**Work task:**
Output only the lines of the entries that follow, starting at the one with "Need: for every instance of the rolling" and running down to the one with "Query: rolling hill", both included and unchanged.

Data extracted from a collection
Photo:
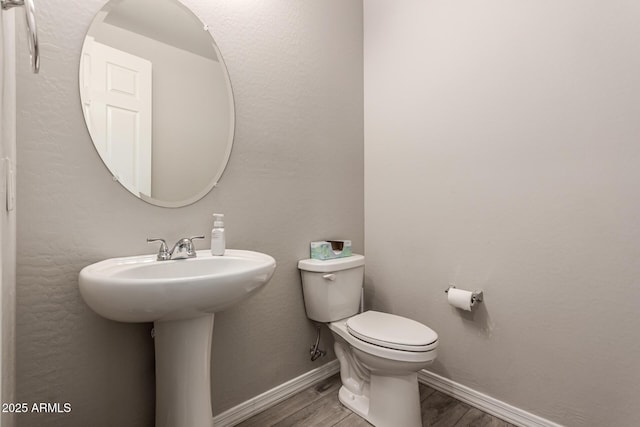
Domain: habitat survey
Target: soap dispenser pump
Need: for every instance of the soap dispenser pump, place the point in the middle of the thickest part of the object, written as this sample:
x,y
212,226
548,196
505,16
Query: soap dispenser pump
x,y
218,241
---
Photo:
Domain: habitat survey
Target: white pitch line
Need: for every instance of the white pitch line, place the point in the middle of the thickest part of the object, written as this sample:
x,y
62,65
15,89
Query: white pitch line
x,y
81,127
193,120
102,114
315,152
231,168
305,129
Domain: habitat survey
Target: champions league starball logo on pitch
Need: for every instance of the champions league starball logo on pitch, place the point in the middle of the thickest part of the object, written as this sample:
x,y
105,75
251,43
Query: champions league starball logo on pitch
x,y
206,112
--
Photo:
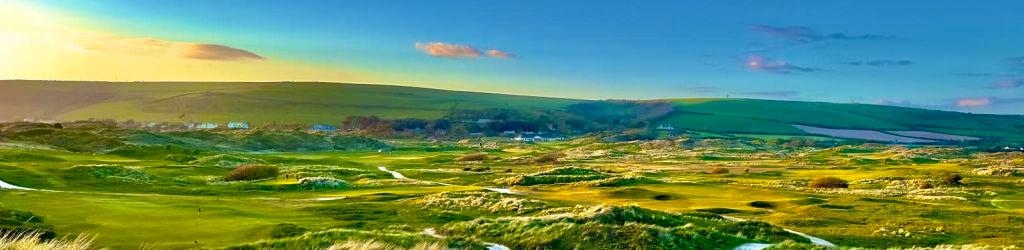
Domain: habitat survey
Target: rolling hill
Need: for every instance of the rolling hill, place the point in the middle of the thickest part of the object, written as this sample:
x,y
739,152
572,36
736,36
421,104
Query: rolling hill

**Task output:**
Need: for every instance of the rolling hill, place the point in the middle of the thickest part of the object, written as this sample:
x,y
739,152
572,36
736,36
421,104
Query: rolling hill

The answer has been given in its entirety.